WHAT YOU NEED TO DO
Transcribe the records below exactly.

DATA FOR THIS EXERCISE
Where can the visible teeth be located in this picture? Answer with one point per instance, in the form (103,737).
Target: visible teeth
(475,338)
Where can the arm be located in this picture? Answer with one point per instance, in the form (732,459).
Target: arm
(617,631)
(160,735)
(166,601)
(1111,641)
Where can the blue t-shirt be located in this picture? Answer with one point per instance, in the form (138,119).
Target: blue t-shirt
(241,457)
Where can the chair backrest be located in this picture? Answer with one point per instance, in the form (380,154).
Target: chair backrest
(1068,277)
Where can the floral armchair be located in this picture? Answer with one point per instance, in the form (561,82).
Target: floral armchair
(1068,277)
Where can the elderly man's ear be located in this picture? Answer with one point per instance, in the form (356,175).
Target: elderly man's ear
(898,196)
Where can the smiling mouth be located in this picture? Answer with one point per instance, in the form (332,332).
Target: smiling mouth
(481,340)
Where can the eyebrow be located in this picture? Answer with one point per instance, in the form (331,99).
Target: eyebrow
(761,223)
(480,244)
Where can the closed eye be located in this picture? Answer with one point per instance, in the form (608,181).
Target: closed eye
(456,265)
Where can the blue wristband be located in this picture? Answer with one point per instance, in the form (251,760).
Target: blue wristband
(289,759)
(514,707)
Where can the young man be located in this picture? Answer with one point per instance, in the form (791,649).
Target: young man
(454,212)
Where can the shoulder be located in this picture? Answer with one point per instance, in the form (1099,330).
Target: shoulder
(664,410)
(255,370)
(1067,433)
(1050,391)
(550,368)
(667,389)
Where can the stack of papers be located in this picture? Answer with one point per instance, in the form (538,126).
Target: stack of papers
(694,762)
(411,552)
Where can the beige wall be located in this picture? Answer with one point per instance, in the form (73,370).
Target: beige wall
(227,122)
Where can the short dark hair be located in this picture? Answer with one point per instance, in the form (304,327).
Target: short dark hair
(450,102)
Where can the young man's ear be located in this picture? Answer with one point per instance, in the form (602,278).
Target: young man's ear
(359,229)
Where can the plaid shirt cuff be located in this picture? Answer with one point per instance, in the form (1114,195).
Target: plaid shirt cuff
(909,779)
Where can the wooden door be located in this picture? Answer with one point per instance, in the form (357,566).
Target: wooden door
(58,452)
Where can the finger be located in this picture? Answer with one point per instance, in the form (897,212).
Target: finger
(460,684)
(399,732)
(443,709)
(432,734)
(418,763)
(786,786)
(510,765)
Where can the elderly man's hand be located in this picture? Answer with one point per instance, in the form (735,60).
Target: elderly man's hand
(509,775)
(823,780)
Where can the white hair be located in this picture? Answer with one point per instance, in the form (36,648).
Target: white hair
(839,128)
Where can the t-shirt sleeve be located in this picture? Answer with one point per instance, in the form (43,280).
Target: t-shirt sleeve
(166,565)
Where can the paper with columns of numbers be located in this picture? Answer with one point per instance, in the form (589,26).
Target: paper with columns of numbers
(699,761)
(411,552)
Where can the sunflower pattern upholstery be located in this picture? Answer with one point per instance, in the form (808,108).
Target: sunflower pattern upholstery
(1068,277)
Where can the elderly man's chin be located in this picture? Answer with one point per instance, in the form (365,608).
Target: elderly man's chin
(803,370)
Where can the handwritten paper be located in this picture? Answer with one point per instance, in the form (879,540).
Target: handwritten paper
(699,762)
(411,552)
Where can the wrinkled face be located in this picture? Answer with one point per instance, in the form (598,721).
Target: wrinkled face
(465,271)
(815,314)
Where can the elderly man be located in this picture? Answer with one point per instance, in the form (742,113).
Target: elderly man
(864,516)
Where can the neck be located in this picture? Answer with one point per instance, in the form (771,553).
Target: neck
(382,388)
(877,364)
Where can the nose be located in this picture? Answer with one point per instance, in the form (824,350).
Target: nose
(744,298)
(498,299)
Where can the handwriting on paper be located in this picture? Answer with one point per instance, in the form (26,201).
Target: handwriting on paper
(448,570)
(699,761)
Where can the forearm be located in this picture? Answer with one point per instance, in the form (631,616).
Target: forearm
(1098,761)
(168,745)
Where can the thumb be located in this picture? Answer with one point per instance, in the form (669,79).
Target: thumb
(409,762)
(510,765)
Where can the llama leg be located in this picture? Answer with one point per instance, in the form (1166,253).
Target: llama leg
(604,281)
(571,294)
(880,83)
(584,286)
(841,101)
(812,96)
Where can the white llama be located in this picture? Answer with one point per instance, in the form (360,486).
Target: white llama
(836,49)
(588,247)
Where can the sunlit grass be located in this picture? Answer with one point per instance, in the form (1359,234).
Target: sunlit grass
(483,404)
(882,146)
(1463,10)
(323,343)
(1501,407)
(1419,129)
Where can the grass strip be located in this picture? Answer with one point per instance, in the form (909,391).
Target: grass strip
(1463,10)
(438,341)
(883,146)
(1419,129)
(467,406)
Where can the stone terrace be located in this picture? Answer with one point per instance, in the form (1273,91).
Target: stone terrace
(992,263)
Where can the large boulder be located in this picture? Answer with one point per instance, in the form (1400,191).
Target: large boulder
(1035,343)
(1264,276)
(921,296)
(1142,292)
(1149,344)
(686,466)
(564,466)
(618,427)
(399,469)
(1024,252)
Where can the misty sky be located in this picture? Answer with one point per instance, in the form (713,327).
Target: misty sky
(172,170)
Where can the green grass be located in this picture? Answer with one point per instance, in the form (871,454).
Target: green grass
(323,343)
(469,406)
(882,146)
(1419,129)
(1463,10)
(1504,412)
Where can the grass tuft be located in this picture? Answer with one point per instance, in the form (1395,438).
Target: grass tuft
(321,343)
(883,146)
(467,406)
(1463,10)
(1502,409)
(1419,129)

ANSWER IN FULL
Where can the visible teeth be located in this picture? Answer with one point per instance, in the form (103,737).
Target: visible teeth
(475,338)
Where can the arm be located in this picture? Answer with one point per instance, in the form (732,459).
Target: arm
(617,631)
(160,735)
(166,601)
(1111,641)
Where can the blue t-shirt be located in this picture? Answer with one point per instance, in the form (138,119).
Target: blue t-shirt
(241,457)
Where can the chair backrest be located in this picture? Answer with one point per instance, in the form (380,154).
Target: chair backrest
(1068,277)
Where can the floral armchair be located in this picture? Answer with one point per instance, in the form (561,82).
Target: floral armchair
(1068,277)
Where can the elderly man's ear be located in this picture? Answer with one point per instance, in the form (356,175).
Target: elderly man's ear
(898,196)
Where can the smiling mouth be located in this picture? Answer with one point per instance, in the form (332,332).
Target: smiling mouth
(481,340)
Where can the eyebrow be located in this picture? Answer with one point per instance, in the form (331,99).
Target: eyebrow
(761,223)
(480,244)
Where can the closed eye be located in this picture? Answer with one point per instance, in the form (608,181).
Target: closed eye
(456,265)
Where can the blue wristband be located in this picture? Answer with one point per instance, in the form (251,760).
Target: blue wristband
(289,759)
(514,707)
Where can the young man be located in this picture? Answer with one point per instance, in the form (791,649).
Target: young man
(454,212)
Where can the shoulder be located in this picture? Answer with one point per instance, in the form (1099,330).
Target: shoulder
(664,410)
(255,370)
(1067,433)
(1050,391)
(550,368)
(667,389)
Where can the stack of papers be located in this picture? Answer with one point per instance, in the form (538,126).
Target: stack of papers
(694,762)
(411,552)
Where can the beige wall be located in this picture? Answer with one point per instance, in the form (73,370).
Target: beige wall
(227,122)
Where can the short dark hair be located in this picture? Answer with one point per instance, in the form (304,327).
Target: short dark hair
(450,102)
Where can the young man's ear be located in this picture? Answer with one point per instance, in the form (602,278).
Target: young man's ear
(359,229)
Where can the plaid shirt cuff be located in this picture? Answer with one point per instance, in the form (1114,195).
Target: plaid shirt cuff
(909,779)
Where can the wooden door be located in this picture? Answer with one point per instance, in the form (357,566).
Target: wooden door
(58,452)
Where can the finger be located in this picture? Answer with one point per instance, in the form (897,212).
Target: finger
(460,684)
(399,732)
(443,709)
(432,734)
(418,763)
(786,786)
(510,765)
Where can the elderly man's hand be located in this picture? Answer with one point per instance, in the form (735,60).
Target: elderly man's hand
(509,775)
(823,780)
Where can the white hair be located in this picture? Answer with one point per instance, in the form (36,648).
Target: white hair
(839,128)
Where can the t-shirt sleeve be located in this picture? Answer with one point per instance, in the form (43,280).
Target: t-shirt sleeve
(166,565)
Where can the paper with columns of numbers be located in this picture? Answer with one point per instance, in the form (589,26).
Target: paper with columns of numbers
(699,761)
(411,552)
Where can the sunflower pattern upholstery be located in this picture? Answer with one point per instance, in the form (808,108).
Target: sunflower pattern upholstery
(1068,277)
Where can the elderly man's chin be located in this picture? Answer with one point per instance, in the form (365,608).
Target: elderly man's chin
(803,370)
Where can the handwritten paper be located in this picture? Answer with one point per instance, in the form (879,540).
Target: handwritten paper
(699,762)
(411,552)
Where can the wrinkled face be located in this picture? Answer with one point per instance, in the form (598,721).
Target: wrinkled face
(465,271)
(815,314)
Where can the elderly man be located in this picture? Answer with one point per instance, in the form (742,113).
Target: elderly man
(864,516)
Where can the neck be located in this picture? Answer with one point per instance, in the form (771,553).
Target: neck
(382,388)
(877,364)
Where can the nose be located in this picture? Answer with one point per instance, in the form (824,350).
Target: nose
(744,298)
(498,299)
Where can the handwriting on paper be located in this picture? Answer with one point per instance, in the form (26,201).
Target: handwriting on paper
(448,570)
(699,761)
Where can the forearm be located in this picture? Answer with one point per instance, in the form (631,616).
Target: forearm
(1098,761)
(168,745)
Where can the thumb be located in this picture? Answer with one point per instance, in the form (669,79).
Target: thumb
(409,762)
(510,765)
Where can the llama leg be located in this picture? Answer with one point per instance, in the form (1166,253).
Target: llama leg
(604,281)
(571,294)
(880,83)
(584,286)
(841,101)
(812,96)
Where can the white llama be located in this picture? Answer with one point per instance, in the form (360,486).
Target: white llama
(836,49)
(588,247)
Where can the sunlit grass be located in this picture? Answer with one point per instance, in the form (1359,234).
Target: sunlit grass
(483,404)
(882,146)
(1463,10)
(323,343)
(1501,407)
(1419,129)
Where can the grass strip be located in this picture? Answer with one point per instance, in the form (909,391).
Target: grass strip
(1463,10)
(438,341)
(883,146)
(1419,129)
(467,406)
Where can the stone terrace be located in this picture? Answer with one point per instance, in the form (1273,91).
Target: stone terrace
(992,263)
Where can the large boulder be located in this picture? Answer with one point per instance, in the form (1400,191).
Target: large boulder
(1035,343)
(1264,276)
(921,296)
(1142,292)
(1149,344)
(686,466)
(564,466)
(618,427)
(399,469)
(1024,252)
Where can the misty sky be located in this picture? Answer with one point per instance, in the form (713,327).
Target: misty sky
(172,170)
Where can the green grass be located in this picture? Answer with one point per instance, in the form (871,454).
Target: green grass
(323,343)
(469,406)
(882,146)
(1419,129)
(1463,10)
(1504,412)
Where can the grass tuft be located in this picture? Answer with one point per instance, in the form (1395,438).
Target: grass tuft
(321,343)
(883,146)
(467,406)
(1463,10)
(1502,409)
(1419,129)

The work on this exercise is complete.